### [What this exercise asks]
1 - In the text on protecting children in conflict, switch "school buses" to "playgrounds" and write out everything from "Looking at today’s" down to "is desperately needed.".
2 - Answer these questions about the text on protecting children in conflict:
(a) Who chairs the Inquiry on Protecting Children in Conflict?
(b) Which countries are given as places where children are used as child soldiers?
(c) Which historical efforts mark the start of the path the inquiry maps through history?

(Beginning of Text passage)

November 2, 2018
Is there more international law can do to protect children caught up in war? That is the question raised by a major report released today as part of an inquiry on protecting children during conflicts.
The Inquiry on Protecting Children in Conflict, chaired by United Nations Special Envoy for Global Education Gordon Brown, recommends several ways that international law could be strengthened, clarified, and developed. For example, denying access to humanitarian assistance should always be unlawful when it may lead to the starvation of children, constitutes collective punishment, or violates the obligation to provide care and aid to children. There should be a clearer specific prohibition on targeting schools – to which Human Rights Watch also seeks increased efforts to end the use of schools for military purposes, which turns schools into targets.
Looking at today’s wars around the world, the need to address the question is evident. Children are used as child soldiers in countries such as Iraq, South Sudan, and Syria. Children are killed and maimed in places where they expect to be safe, such as in classrooms or on school buses. Schools are attacked, while others are converted into military bases and become subject to attack. Children are abducted, raped, and forced to share space with combatants. And the blocking of food and medical supplies means children are dying of preventable starvation and disease. How can war crimes against children continue?
The inquiry warns that even where the law is already supposed to protect children, it’s not regularly enforced. Greater accountability for those who break the law is desperately needed.
Any one of the inquiry’s recommendations, if implemented, could make wars less dangerous for children. The question is whether enough governments are willing to do the hard work to make these proposals a reality. International law doesn’t function unless enough governments work together to enforce its moral and ethical rules, even at the cost of suspending more immediate political and practical concerns.
This is where the inquiry offers hope. It maps a path through history – beginning with efforts following the First World War to define children’s rights during wartime – to show how it is precisely around this topic of protecting children that governments have often found the boldness to make progress. The inquiry challenges today’s global leaders to find such courage again. It’s critical that they do.
Photo:A Syrian child looks into a school classroom damaged during a reported air strike on March 7, 2017, in the opposition-held town of Utaya, near the city of Damascus.

(End of Text passage)
(Beginning of Stored data)

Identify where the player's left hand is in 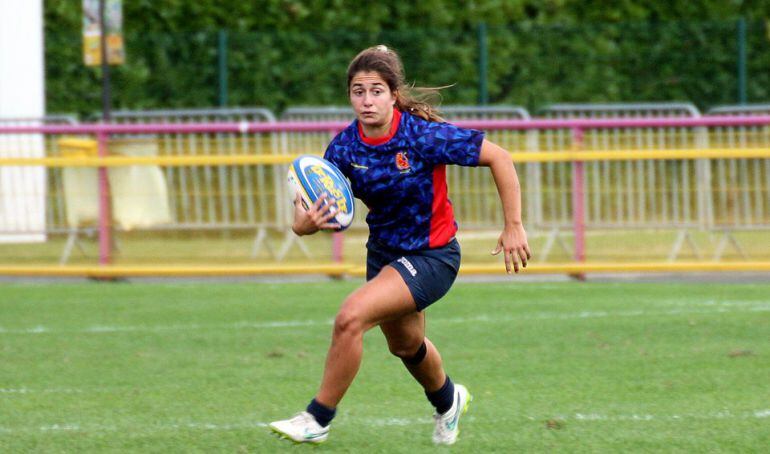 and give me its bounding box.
[492,224,532,274]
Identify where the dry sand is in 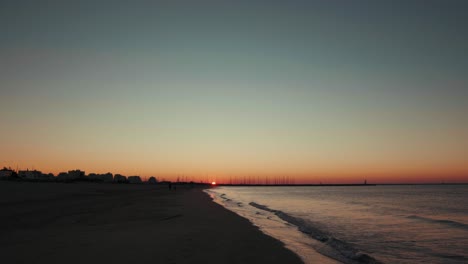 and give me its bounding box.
[0,182,301,264]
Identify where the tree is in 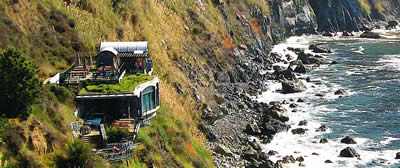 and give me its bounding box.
[0,48,40,118]
[55,139,93,168]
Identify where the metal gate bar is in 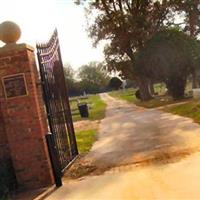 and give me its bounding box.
[37,30,78,170]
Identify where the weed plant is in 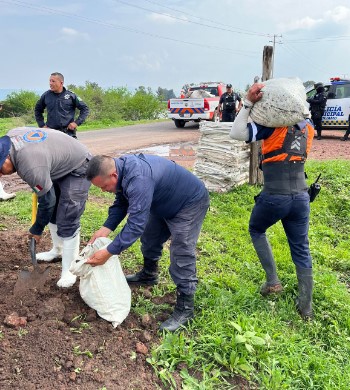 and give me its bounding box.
[0,161,350,390]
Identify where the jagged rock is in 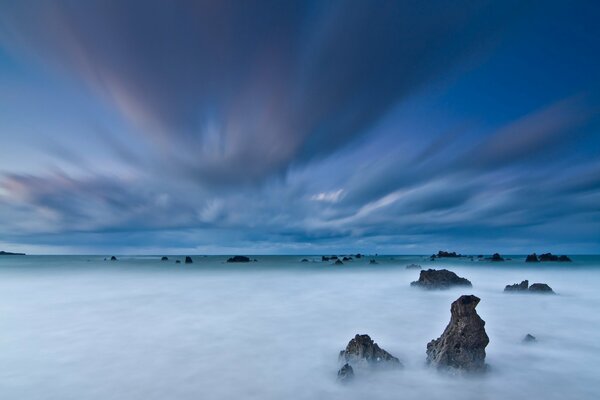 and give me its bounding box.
[227,256,250,262]
[523,333,537,343]
[529,283,555,294]
[427,295,490,372]
[340,335,402,367]
[525,253,540,262]
[410,269,473,289]
[338,363,354,383]
[504,280,529,292]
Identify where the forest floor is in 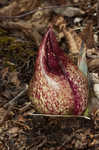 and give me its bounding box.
[0,0,99,150]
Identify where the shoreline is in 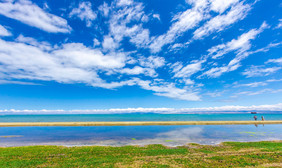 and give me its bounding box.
[0,120,282,127]
[0,141,282,167]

(End of Stored data)

### [Answers to the exercise]
1 -
Looking at today’s wars around the world, the need to address the question is evident. Children are used as child soldiers in countries such as Iraq, South Sudan, and Syria. Children are killed and maimed in places where they expect to be safe, such as in classrooms or on playgrounds. Schools are attacked, while others are converted into military bases and become subject to attack. Children are abducted, raped, and forced to share space with combatants. And the blocking of food and medical supplies means children are dying of preventable starvation and disease. How can war crimes against children continue?
The inquiry warns that even where the law is already supposed to protect children, it’s not regularly enforced. Greater accountability for those who break the law is desperately needed.

2 -
(a) Gordon Brown, United Nations Special Envoy for Global Education.
(b) Iraq, South Sudan, and Syria.
(c) Efforts following the First World War to define children's rights during wartime.